▶ PASSAGE
━━━━━━━━━━━━━━━━━━━━━━━━━━━━━━

Re: [PATCH][RFC v5] timekeeping: Ignore the bogus sleep time if pm_trace is enabled

From: Chen Yu
Date: Fri Sep 09 2016 - 01:30:04 EST


Hi,
On Mon, Sep 05, 2016 at 01:54:20AM -0600, Thomas Gleixner wrote:
> On Sun, 4 Sep 2016, Chen Yu wrote:
> > Hi Thomas, Rafael,
> > On Fri, Sep 02, 2016 at 09:26:51PM +0200, Thomas Gleixner wrote:
> > > On Wed, 31 Aug 2016, Rafael J. Wysocki wrote:
> > > > On Monday, August 29, 2016 12:40:39 AM Chen Yu wrote:
> > > > > +
> > > > > + /*
> > > > > + * Make rtc-based persistent clock unusable
> > > > > + * if pm_trace is enabled, only take effect
> > > > > + * for timekeeping_suspend/resume.
> > > > > + */
> > > > > + if (pm_trace_is_enabled() &&
> > > > > + x86_platform.get_wallclock == mach_get_cmos_time) {
> > > > > + ts->tv_sec = 0;
> > > > > + ts->tv_nsec = 0;
> > > > > + }
> > > >
> > > > I'm not sure about this. Looks hackish.
> > >
> > > Indeed. Can't you just keep track that pm_trace fiddled with the cmos clock
> > > and then discard the value either in the core or in mach_get_cmos_time()
> > The previous version is more straightforward, since
> > it ignored the bogus rtc in core. Would you please take
> > a glance at it too, thanks:
> > https://patchwork.kernel.org/patch/9287347/
>
> This is the same hackery just different:
>
> > +bool persistent_clock_is_usable(void)
> > +{
> > + /* Unusable if pm_trace is enabled. */
> > + return !((x86_platform.get_wallclock == mach_get_cmos_time) &&
> > + pm_trace_is_enabled());
> > +}
>
> I really have no idea why this is burried in x86 land. The pm_trace hackery
> issues mc146818_set_time() to fiddle with the RTC. So any implementation of
> this is affected.
OK, I've changed this patch according to this suggestion.

Previously I tried to deal with the case that x86 uses
RTC-CMOS as its presistent clock, not kvm_clock, nor
other get_wallclock, and this seems only be related to x86.
So this piece of code looks hackish.
>
> So that very piece of pmtrace code should keep track of the wreckage it did
> to the RTC and provide the fact to the core timekeeping code which can then
> skip the update.
>
OK. I've moved most of the logic into the pm_trace component,
Once the mc146818_set_time has modified the RTC by pm_trace,
related flags will be set which indicates the unusable of RTC.

━━━━━━━━━━━━━━━━━━━━━━━━━━━━━━

▶ RAW DATA
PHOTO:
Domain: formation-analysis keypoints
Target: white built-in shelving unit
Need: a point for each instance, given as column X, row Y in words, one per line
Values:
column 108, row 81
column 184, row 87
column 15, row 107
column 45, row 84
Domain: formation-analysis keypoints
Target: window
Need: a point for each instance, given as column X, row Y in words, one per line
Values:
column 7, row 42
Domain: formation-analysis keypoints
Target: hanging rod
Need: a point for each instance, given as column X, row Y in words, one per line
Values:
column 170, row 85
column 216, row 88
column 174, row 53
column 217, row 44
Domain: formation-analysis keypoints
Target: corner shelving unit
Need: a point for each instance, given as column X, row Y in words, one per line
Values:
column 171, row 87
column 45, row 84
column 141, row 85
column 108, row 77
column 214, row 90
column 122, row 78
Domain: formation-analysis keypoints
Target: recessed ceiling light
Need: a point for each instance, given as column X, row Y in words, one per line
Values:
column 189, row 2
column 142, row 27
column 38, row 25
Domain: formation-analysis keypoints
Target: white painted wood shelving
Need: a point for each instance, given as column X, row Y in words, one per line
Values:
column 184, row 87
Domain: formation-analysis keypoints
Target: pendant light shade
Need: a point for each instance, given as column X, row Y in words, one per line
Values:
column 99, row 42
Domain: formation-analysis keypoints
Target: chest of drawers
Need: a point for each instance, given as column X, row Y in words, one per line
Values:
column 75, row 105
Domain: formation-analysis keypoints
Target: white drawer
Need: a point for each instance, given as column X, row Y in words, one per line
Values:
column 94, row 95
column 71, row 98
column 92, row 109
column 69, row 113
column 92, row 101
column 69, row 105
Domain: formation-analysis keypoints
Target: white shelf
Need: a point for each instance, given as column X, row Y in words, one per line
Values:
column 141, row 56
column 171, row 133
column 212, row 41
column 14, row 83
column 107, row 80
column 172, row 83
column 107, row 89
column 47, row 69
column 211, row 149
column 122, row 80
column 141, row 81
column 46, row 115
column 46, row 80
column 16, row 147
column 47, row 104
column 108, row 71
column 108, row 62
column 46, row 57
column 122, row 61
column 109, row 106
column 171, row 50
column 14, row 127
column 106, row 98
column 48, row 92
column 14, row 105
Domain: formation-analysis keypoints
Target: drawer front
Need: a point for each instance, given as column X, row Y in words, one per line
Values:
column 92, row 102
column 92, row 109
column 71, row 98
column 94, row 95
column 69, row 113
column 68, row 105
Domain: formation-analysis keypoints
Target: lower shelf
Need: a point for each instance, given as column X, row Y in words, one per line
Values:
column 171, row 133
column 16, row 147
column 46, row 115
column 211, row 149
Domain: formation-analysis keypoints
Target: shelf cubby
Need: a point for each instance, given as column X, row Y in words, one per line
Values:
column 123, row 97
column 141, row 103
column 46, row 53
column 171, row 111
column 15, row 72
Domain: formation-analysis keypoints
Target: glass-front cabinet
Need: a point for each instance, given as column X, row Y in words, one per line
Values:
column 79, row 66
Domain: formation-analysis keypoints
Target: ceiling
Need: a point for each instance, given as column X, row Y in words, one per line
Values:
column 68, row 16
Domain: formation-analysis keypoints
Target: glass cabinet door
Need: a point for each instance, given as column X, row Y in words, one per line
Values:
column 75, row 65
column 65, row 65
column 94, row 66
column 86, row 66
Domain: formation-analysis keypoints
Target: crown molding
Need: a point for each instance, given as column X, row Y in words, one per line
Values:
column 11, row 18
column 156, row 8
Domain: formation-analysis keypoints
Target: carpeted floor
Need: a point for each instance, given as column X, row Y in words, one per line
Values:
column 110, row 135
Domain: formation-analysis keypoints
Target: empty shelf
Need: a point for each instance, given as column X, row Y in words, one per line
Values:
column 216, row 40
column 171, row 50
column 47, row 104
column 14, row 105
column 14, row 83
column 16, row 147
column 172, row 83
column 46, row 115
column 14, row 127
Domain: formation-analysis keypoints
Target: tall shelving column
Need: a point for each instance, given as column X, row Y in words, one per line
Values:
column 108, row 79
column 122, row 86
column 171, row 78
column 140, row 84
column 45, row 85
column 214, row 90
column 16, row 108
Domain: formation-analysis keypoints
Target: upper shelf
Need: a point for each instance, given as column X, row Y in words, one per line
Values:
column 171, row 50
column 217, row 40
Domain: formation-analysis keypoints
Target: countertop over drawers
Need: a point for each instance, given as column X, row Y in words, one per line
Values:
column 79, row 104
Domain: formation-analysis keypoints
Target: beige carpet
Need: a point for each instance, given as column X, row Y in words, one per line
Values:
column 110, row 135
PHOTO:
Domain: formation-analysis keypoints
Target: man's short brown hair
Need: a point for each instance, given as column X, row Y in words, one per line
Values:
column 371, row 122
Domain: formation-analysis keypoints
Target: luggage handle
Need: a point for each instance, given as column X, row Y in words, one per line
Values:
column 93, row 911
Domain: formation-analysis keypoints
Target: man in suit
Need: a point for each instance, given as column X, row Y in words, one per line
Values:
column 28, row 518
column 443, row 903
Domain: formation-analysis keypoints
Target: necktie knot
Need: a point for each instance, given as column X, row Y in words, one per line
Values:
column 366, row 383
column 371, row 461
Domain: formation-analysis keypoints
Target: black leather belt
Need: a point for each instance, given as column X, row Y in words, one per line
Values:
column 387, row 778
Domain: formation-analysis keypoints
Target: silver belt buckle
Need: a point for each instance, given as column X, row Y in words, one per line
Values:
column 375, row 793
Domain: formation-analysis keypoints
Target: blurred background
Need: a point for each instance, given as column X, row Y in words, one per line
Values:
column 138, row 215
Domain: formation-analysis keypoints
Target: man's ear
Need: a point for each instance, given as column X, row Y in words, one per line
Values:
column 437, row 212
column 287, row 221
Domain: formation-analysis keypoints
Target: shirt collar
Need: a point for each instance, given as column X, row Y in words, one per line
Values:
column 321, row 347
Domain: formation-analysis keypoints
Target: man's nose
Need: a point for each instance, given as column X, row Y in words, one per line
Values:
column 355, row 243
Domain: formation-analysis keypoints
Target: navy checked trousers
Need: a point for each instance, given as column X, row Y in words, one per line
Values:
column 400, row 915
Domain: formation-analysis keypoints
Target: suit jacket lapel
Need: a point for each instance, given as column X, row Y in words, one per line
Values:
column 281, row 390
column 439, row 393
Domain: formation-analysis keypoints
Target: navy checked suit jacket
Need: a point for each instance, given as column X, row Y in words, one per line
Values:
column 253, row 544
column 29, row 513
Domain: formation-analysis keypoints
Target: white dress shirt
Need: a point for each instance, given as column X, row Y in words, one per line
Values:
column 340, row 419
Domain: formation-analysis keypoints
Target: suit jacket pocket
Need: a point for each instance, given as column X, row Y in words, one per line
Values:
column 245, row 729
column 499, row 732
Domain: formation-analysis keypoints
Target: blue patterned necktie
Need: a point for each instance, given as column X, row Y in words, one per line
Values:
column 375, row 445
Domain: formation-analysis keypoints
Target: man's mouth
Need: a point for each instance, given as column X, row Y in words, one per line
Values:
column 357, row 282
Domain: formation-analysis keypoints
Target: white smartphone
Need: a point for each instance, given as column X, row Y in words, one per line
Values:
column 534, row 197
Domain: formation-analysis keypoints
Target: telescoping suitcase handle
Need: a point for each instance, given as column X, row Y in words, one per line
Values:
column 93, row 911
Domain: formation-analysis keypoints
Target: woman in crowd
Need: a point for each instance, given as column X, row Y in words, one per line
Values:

━━━━━━━━━━━━━━━━━━━━━━━━━━━━━━

▶ GOALS
1/ Answer these questions about the timekeeping patch thread, one per line:
(a) At what address did Chen Yu link the previous version of the patch?
(b) According to Thomas Gleixner, which function does the pm_trace code issue to alter the RTC?
(c) Into which component did Chen Yu say he moved most of the logic?
2/ Continue Chen Yu's reply in the timekeeping patch thread, starting after its last sentence.

▶ TASK-BY-TASK ANSWERS
1/
(a) https://patchwork.kernel.org/patch/9287347/
(b) mc146818_set_time()
(c) The pm_trace component.

2/
And timekeeping system is able to query these flags to decide whether
it should inject the sleep time. (We tried to make this patch as
simple as possible, but it looks like we have to deal with persistent
clock for x86, which makes this patch a little more complicated).
Here's the trial version of it, any suggestion would be appreciated:



Index: linux/drivers/base/power/trace.c
===================================================================
--- linux.orig/drivers/base/power/trace.c
+++ linux/drivers/base/power/trace.c
@@ -75,6 +75,27 @@
#define DEVSEED (7919)

static unsigned int dev_hash_value;
+unsigned int timekeeping_tainted;
+
+/* Is the persistent clock effected by pm_trace? */
+int __weak arch_pm_trace_taint_pclock(void)
+{
+ return 0;
+}
+
+void pm_trace_untaint_timekeeping(void)
+{
+ timekeeping_tainted = 0;
+}
+
+void pm_trace_taint_timekeeping(void)
+{
+ if (pm_trace_is_enabled()) {
+ timekeeping_tainted |= TIMEKEEPING_RTC_TAINTED;
+ if (arch_pm_trace_taint_pclock())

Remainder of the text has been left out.